§ Instructions for the task
Please work out how many lines in the data below contain "tree", and reply with that number alone.
### Exercise inputs ###
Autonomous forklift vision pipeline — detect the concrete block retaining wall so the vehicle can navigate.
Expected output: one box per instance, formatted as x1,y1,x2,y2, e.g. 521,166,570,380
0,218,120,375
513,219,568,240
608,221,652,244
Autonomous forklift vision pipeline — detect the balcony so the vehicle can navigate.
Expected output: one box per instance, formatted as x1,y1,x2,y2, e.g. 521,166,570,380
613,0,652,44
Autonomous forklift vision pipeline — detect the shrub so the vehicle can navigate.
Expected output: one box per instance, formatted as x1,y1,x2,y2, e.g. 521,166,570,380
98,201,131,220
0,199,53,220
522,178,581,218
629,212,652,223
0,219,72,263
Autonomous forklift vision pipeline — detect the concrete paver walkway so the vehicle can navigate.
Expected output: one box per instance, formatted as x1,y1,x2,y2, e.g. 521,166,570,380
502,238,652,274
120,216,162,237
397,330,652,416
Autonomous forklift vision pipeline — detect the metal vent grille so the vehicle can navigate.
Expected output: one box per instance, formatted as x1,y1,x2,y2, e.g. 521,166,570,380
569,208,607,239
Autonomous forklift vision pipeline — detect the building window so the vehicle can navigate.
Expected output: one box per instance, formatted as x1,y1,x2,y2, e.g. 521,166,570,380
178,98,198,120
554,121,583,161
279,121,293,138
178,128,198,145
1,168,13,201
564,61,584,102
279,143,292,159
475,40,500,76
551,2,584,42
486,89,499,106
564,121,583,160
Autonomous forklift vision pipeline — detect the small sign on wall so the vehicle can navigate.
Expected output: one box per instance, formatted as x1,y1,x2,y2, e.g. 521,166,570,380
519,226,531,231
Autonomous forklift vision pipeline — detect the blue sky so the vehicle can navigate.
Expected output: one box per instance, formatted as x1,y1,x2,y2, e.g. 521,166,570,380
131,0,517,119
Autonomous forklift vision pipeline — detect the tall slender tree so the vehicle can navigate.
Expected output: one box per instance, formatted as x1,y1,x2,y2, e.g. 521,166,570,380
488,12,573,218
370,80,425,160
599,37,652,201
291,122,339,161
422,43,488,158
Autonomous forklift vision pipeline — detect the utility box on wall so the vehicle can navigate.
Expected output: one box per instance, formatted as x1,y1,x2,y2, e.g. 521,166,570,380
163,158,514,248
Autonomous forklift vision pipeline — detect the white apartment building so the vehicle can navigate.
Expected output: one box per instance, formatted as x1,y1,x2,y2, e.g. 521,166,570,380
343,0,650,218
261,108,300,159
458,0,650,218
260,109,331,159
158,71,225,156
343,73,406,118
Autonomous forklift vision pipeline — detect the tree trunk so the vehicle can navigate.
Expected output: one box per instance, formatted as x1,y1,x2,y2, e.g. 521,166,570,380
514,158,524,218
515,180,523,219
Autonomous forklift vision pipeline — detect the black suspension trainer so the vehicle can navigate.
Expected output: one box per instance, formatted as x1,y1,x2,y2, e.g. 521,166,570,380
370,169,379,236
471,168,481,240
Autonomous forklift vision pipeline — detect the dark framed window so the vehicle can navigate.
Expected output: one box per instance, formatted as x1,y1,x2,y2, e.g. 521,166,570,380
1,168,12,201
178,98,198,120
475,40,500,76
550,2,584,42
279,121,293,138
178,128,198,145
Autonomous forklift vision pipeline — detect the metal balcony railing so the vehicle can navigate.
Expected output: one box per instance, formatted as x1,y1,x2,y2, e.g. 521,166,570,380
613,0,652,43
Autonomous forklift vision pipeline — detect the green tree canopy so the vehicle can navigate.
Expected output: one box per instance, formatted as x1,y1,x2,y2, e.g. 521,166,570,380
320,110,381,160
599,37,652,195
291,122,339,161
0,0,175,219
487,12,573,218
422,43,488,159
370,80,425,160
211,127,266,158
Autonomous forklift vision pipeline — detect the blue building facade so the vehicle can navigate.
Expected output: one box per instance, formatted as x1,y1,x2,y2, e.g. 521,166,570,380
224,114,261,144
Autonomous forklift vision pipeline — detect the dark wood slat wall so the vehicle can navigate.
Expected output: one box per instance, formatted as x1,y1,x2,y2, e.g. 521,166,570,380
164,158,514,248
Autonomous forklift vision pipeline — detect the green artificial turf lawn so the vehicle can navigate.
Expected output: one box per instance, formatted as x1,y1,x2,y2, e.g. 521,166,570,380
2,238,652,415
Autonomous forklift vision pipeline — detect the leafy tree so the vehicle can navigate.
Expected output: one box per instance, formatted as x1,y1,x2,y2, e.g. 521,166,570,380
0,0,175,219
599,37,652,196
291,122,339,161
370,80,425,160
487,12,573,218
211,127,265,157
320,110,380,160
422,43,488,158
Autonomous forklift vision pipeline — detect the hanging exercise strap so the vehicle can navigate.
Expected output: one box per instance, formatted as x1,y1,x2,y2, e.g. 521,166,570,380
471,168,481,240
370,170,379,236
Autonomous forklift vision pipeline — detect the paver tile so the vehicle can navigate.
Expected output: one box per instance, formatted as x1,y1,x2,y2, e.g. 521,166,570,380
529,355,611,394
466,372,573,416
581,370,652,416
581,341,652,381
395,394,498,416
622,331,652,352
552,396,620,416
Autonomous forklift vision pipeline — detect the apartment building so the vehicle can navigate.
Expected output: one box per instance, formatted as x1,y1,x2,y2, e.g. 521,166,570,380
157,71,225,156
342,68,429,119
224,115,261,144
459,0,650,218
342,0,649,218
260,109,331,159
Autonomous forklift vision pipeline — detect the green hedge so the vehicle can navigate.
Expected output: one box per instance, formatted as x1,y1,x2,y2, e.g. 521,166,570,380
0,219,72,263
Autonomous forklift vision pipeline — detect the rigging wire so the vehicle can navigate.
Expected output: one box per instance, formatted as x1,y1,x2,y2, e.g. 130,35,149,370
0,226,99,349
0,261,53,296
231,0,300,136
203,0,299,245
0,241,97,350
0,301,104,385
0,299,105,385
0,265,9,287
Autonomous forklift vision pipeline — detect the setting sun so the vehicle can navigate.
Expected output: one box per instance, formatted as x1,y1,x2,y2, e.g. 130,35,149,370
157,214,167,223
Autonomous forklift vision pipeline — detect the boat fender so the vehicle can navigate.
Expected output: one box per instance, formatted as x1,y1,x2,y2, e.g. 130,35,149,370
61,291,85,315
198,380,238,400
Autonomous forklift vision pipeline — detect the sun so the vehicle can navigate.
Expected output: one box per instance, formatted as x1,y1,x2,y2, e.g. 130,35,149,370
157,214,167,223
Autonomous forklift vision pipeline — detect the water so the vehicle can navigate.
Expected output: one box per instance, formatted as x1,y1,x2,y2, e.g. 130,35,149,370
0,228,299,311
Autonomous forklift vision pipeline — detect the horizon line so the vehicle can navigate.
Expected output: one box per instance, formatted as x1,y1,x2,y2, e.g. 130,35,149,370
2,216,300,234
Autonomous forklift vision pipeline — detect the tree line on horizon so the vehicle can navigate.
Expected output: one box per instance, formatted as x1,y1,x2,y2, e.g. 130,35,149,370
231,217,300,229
###
§ Answer area
5